*** Selected excerpt ***

Then came not the casting couch, but the casting scale: Her agent told her that more parts would become available to her if she lost weight. She weiged 140 pounds, which was no big deal for her, but incredible as it seems, in Hollywood, a woman weighing 140 pounds is a fat woman. "It's unfortunate that Hollywood puts pressure on women to be thin," Aniston has said, "because it sends the wrong message."

It took her a year to lose 30 pounds on a low-fat diet with the help of nutritionist Carrie Latt Wiatt and a daily exercise regimen with fitness guru Kathy Kaehler. You would have thought she'd found the cure to some disease, given the amount of press coverage her weight loss generated.

But Aniston's public battle of the bulge, not to mention her previous romances with Counting Crows lead singer Adam Durvitz and actors Charlie Schlatter and Tate Donovan (with whom she had exchanged commitment rings), couldn't have prepared her for the bunker mentality that would result from her union with Pitt.

*** End of Selected excerpt ***

Please carry on the passage above about Jennifer Aniston, starting after its last sentence about her union with Pitt.

*** Supplied material ***

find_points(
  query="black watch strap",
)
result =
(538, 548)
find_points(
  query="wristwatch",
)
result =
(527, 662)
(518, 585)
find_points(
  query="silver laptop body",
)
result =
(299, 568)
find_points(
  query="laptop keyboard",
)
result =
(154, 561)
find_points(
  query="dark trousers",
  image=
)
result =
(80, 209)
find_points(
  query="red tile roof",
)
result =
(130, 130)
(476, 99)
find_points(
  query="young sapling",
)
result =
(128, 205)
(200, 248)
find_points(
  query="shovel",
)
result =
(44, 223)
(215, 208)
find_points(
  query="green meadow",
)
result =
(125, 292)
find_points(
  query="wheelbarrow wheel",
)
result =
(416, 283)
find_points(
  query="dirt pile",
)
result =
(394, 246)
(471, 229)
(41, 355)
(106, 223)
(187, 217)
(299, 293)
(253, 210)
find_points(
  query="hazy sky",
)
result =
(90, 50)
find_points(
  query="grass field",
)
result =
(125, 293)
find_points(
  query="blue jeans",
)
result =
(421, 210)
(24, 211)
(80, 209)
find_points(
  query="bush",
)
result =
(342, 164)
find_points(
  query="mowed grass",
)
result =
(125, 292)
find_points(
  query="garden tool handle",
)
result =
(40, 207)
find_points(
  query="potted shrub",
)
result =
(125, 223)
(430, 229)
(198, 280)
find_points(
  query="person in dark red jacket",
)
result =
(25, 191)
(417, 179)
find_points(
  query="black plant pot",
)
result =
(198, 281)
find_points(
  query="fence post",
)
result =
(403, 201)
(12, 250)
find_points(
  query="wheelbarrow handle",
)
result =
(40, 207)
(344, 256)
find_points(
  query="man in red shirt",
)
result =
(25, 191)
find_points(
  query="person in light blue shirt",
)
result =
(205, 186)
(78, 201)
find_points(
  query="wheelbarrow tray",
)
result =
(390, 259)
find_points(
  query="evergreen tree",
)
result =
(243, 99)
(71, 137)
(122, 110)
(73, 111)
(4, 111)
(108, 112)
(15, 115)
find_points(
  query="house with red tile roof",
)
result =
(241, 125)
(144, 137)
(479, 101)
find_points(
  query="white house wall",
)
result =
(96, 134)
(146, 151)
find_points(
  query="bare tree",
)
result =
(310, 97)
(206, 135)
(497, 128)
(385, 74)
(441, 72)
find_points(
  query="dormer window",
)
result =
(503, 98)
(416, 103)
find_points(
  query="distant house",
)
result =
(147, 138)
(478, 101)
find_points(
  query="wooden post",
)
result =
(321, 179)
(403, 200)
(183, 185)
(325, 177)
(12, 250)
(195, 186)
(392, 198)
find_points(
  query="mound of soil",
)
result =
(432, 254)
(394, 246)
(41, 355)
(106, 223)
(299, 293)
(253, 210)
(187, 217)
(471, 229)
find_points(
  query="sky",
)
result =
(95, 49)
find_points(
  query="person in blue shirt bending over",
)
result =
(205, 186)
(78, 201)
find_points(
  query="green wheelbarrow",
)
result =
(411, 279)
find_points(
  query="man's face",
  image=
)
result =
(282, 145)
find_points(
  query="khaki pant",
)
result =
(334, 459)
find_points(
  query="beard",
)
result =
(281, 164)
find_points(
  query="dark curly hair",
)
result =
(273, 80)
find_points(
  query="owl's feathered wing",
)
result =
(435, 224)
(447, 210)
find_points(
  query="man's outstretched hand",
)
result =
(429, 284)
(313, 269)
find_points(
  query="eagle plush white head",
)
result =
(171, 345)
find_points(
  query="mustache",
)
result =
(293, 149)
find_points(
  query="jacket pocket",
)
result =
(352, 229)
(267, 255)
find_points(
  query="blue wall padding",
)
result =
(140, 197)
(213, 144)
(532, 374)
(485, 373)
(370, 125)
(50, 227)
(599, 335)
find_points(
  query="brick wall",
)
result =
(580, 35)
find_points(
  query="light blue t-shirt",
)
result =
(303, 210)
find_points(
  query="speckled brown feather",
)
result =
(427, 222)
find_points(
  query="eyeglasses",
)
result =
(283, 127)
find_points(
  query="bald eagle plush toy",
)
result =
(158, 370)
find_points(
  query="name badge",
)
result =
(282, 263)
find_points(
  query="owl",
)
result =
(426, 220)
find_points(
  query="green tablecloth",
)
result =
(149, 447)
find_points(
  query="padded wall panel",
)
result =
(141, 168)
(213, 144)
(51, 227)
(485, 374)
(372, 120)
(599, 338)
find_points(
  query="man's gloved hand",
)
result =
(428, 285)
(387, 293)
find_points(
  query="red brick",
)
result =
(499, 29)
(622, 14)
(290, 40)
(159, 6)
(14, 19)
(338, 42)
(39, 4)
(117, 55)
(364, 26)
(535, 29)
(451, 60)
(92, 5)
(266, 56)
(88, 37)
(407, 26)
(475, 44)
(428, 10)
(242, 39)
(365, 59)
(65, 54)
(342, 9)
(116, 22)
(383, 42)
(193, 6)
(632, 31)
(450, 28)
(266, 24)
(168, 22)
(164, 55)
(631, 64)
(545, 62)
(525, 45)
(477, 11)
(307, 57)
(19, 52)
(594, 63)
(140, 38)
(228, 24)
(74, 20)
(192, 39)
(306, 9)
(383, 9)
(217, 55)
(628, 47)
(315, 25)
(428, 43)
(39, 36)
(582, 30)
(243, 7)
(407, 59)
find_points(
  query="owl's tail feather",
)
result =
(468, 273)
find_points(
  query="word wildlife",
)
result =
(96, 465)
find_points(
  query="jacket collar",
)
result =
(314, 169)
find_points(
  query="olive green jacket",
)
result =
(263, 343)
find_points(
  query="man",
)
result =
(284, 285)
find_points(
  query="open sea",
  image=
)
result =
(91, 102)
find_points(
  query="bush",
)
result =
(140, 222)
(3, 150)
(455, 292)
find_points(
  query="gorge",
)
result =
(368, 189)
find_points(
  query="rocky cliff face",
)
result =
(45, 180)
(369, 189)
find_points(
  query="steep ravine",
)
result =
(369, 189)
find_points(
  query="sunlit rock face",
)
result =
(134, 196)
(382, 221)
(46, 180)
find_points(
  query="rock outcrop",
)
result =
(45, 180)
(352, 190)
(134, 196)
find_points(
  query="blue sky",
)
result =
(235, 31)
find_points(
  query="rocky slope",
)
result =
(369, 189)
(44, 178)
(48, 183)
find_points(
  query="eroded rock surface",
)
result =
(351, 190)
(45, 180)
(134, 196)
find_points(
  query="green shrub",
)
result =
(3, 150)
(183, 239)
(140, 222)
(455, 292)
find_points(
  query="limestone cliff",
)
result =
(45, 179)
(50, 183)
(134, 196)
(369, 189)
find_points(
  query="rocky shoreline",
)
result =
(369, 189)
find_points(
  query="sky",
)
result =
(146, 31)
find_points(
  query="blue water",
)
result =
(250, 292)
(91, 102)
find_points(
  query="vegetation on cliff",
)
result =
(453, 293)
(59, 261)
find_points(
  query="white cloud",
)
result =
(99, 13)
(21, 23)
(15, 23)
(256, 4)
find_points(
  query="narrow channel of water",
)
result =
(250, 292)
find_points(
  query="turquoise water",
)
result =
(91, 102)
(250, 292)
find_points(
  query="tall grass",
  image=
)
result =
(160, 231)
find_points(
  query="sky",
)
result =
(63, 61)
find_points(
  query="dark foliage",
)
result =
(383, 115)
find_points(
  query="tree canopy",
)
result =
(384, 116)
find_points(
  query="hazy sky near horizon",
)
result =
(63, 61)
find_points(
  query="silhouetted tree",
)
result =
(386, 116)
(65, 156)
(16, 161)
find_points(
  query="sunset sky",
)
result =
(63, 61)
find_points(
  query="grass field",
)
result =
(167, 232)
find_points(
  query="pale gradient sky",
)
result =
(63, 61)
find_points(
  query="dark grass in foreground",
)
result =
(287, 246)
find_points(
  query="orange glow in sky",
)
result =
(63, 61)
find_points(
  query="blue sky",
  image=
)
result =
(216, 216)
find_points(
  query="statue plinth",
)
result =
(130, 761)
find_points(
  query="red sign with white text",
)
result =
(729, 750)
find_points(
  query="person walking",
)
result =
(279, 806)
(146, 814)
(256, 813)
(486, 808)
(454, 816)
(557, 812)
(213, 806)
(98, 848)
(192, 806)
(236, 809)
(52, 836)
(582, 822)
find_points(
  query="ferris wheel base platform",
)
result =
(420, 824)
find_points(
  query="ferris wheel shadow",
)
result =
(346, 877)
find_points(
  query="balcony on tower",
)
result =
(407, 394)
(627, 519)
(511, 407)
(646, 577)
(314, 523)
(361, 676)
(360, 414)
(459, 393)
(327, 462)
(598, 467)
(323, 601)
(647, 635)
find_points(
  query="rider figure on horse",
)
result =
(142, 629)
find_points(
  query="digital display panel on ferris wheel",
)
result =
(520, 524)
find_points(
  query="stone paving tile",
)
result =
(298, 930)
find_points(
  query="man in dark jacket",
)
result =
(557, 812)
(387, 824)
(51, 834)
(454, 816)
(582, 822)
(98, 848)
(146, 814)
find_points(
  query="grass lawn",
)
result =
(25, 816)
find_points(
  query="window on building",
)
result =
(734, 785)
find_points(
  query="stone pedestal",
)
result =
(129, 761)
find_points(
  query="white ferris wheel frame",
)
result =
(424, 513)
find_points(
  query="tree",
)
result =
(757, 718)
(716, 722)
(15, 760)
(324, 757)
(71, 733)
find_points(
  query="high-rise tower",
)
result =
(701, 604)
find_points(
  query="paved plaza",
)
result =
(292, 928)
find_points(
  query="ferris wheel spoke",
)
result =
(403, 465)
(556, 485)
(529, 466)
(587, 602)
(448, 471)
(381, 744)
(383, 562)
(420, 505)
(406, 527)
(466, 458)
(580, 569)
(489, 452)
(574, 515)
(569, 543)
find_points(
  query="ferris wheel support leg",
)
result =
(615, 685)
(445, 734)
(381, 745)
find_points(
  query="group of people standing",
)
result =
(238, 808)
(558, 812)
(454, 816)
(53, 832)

*** End of Supplied material ***

**Written reply**:
For he came with baggage. Here was someone who had been dodging media even before his high-profile engagement and equally high-profile breakup with Gwyneth Paltrow. I remember first meeting the scruffy Pitt at a Beverly Hills party back when he was dating Juliette Lewis. The poor guy went so out of his way to avoid having to engage with strangers that I thought he might actually fall through the wall against which he was leaning so closely. 

As comfortably regal as Paltrow is in the spotlight, or anywhere for that matter, Pitt always looks like he wants to crawl under the covers. (Aniston, too, usually prefers to stay home).

But now the twosome seems to be coming out of the proverbial closet. By February, all pretense that they were not a couple had vanished when Pitt hosted his girlfriend's 30th birthday party at one of L.A.'s trendy restaurants, Barfly. The two displayed such moxie that they (gasp) even showed up together! 

Around this time, Aniston allowed a reporter into her house in the Hollywood Hills and didn't bother to remove the photo of Pitt from her coffee table, or another on display in her office. The couple has reportedly been house-hunting together, and rumor now has it that after months of searching for a joint project, they've agreed to costar in a comedy, Waking Up in Reno, about two couples who travel cross-country from Arkansas to Nevada for a monster truck rally.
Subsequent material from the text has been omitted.